▶ PROMPT:
Write out, character for character, the stretch from the line containing "concrete in the photograph above." through the end of the entries, including both ends.

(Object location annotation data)
+ + + +

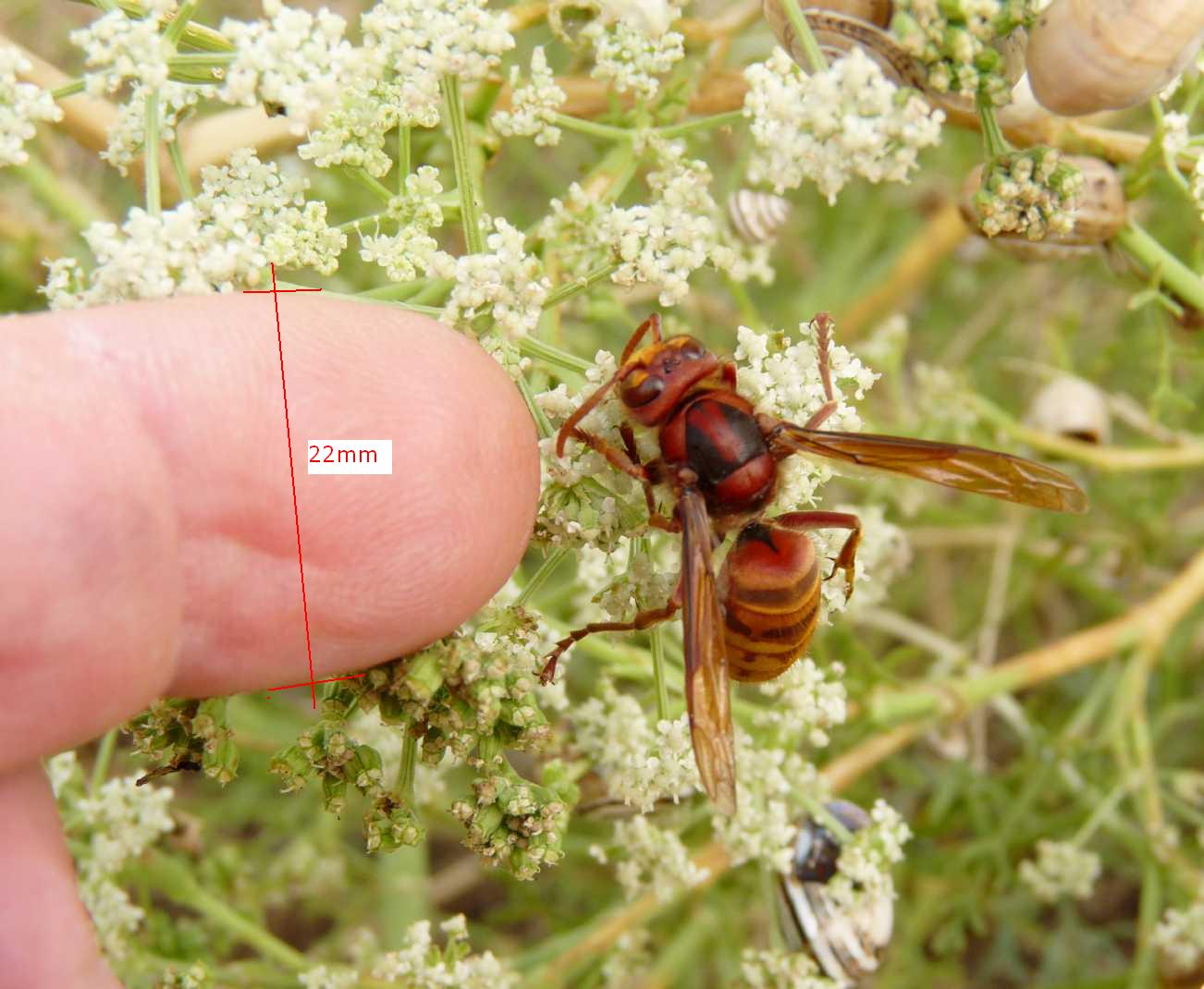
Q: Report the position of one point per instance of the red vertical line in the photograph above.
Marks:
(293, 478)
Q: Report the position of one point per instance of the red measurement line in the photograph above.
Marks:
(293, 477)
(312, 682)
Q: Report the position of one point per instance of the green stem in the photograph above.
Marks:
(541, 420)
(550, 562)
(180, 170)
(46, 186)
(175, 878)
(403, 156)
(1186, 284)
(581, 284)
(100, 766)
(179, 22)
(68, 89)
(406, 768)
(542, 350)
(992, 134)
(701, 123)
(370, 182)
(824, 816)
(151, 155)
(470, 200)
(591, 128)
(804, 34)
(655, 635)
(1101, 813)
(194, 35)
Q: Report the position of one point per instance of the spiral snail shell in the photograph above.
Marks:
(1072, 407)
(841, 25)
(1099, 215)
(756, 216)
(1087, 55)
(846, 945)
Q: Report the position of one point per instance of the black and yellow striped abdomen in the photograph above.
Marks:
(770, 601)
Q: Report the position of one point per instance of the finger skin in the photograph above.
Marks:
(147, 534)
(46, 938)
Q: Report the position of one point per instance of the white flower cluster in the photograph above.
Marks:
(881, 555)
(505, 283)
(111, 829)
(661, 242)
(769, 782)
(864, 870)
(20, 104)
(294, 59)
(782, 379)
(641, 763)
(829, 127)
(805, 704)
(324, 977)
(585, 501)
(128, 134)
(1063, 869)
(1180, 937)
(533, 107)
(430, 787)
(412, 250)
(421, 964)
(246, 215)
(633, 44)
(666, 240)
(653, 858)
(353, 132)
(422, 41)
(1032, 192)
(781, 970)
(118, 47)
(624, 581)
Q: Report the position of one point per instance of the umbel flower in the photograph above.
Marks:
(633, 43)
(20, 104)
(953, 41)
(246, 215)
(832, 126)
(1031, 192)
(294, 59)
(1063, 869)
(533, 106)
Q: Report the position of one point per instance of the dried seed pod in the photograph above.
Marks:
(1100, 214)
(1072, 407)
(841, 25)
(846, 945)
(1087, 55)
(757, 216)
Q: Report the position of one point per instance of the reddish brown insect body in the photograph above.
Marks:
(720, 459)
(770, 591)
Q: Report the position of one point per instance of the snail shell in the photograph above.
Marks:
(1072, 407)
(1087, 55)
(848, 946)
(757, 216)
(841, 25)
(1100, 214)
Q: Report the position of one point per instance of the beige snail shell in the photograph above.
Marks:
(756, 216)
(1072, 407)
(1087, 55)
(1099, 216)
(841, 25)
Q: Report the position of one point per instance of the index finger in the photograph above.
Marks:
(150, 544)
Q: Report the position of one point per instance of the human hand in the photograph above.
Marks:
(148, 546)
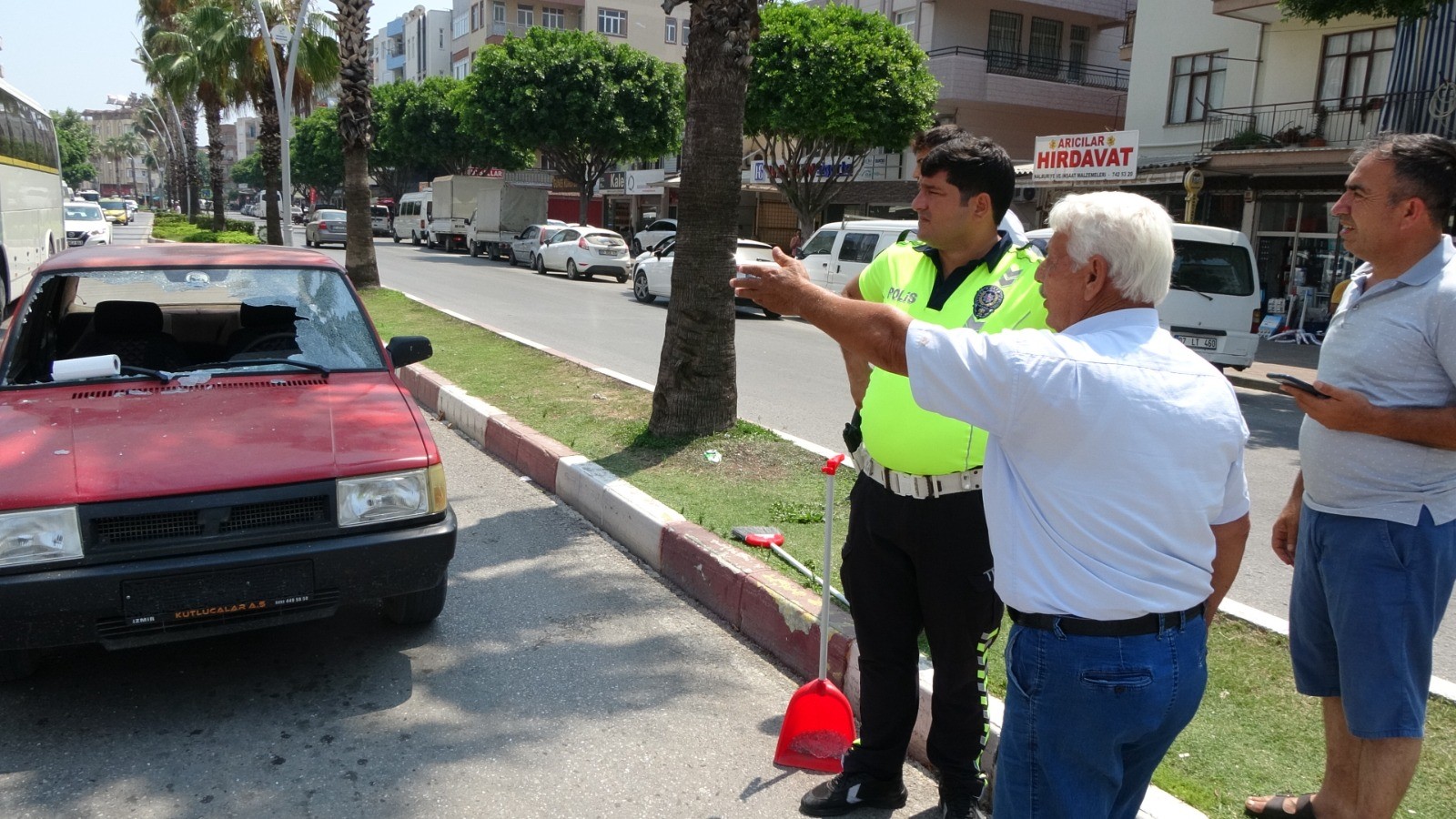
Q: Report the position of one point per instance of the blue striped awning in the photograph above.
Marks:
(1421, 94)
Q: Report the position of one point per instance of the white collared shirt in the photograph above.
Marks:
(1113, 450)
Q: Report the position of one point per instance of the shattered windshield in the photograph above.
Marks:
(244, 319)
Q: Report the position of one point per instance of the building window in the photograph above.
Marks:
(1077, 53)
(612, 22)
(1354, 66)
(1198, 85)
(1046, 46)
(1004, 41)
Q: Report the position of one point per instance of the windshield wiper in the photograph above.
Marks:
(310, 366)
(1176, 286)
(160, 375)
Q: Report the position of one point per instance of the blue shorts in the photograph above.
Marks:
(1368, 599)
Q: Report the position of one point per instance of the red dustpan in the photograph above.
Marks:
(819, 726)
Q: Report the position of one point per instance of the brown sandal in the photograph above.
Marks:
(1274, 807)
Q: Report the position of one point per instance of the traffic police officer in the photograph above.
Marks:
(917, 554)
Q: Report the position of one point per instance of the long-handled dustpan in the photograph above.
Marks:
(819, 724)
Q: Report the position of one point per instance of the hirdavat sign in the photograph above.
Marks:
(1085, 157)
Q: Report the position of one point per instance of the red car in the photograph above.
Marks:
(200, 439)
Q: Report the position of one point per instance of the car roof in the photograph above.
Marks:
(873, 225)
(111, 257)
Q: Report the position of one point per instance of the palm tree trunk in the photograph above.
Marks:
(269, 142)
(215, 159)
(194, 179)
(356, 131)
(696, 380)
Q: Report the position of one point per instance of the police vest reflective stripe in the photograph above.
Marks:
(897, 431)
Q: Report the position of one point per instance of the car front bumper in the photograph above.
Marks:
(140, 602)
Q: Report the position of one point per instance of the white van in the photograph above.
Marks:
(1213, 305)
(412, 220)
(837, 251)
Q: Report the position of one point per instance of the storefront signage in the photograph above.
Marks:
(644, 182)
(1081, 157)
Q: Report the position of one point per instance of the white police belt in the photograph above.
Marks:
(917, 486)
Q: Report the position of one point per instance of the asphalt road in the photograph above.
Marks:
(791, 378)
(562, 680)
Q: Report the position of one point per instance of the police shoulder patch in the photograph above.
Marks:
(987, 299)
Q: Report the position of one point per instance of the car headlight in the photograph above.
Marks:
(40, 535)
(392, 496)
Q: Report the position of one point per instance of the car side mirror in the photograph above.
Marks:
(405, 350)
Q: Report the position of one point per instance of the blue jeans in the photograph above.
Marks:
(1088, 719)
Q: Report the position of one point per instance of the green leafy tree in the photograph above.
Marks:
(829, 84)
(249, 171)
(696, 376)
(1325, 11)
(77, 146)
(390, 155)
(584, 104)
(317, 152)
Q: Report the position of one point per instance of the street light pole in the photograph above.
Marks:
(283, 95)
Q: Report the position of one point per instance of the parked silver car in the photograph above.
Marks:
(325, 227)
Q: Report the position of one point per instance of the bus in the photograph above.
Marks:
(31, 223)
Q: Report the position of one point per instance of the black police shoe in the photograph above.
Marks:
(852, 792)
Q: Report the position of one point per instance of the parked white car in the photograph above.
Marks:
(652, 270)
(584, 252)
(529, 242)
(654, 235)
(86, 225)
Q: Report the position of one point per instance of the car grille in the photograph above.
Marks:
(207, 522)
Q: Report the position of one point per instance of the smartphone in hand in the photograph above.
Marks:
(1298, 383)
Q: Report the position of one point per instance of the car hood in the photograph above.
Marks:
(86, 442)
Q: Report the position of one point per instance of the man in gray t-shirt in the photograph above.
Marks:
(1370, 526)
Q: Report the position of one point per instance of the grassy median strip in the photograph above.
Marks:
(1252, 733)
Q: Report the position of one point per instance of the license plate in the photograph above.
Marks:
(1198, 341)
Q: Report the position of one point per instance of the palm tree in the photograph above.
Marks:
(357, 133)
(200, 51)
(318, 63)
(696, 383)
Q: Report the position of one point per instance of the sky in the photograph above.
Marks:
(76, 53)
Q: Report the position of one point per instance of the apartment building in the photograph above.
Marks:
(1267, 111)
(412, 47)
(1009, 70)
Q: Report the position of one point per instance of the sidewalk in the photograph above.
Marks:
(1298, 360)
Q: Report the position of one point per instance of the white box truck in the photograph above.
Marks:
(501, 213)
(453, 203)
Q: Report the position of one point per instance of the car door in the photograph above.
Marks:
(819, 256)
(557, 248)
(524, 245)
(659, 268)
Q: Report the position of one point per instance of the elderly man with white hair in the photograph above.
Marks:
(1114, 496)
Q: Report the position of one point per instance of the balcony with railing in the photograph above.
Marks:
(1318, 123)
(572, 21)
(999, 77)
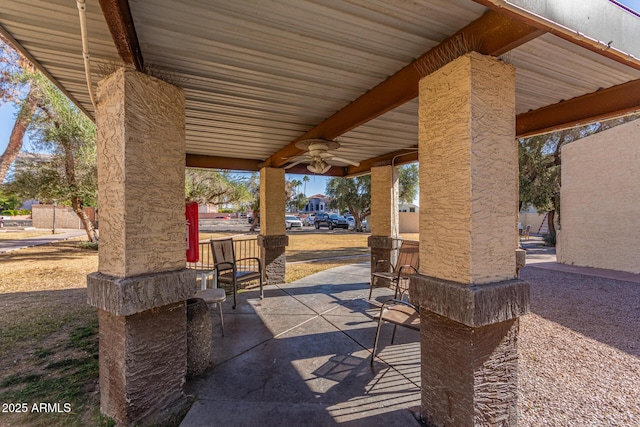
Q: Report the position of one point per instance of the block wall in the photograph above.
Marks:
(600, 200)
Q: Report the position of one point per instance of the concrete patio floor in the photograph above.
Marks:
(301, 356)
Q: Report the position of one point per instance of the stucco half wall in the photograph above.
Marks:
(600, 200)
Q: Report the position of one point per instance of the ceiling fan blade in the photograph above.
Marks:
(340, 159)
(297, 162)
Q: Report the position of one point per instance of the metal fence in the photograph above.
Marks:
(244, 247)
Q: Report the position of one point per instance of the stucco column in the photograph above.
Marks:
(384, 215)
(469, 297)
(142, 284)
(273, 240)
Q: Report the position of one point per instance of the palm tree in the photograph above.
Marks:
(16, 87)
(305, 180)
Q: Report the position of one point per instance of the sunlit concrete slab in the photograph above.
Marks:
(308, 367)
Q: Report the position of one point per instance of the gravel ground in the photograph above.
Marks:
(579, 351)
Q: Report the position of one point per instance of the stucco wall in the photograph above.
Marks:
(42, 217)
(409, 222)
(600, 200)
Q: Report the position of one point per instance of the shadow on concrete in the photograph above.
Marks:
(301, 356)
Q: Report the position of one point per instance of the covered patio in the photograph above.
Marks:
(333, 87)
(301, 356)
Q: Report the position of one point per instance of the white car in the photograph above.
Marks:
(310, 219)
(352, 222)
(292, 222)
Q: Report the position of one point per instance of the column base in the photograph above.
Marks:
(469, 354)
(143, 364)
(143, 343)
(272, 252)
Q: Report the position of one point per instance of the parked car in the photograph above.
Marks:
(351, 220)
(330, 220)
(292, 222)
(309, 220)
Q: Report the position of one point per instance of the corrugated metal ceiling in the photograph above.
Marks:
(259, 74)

+ + + +

▶ RESPONSE TO THE TASK:
Q: Report the position of one point per instance of the shadow on concrete in the photograph above.
Marks:
(301, 356)
Q: Report the position of one point per instance of the covered patio in the photograph above.
Marks:
(333, 87)
(301, 356)
Q: Report the position of one point per instance of the white car in the photograph above.
Marks:
(310, 219)
(352, 222)
(292, 222)
Q: Report the position of one point per instance of the column base in the photograph above.
Marks:
(469, 354)
(143, 364)
(143, 343)
(272, 252)
Q: Report the position of one point per instance of the parked car in the photograph above.
Marks:
(351, 220)
(330, 220)
(292, 222)
(309, 220)
Q: Report the position of one point per instance of the corrugated metal ceiling in the photograph above.
Marks:
(259, 74)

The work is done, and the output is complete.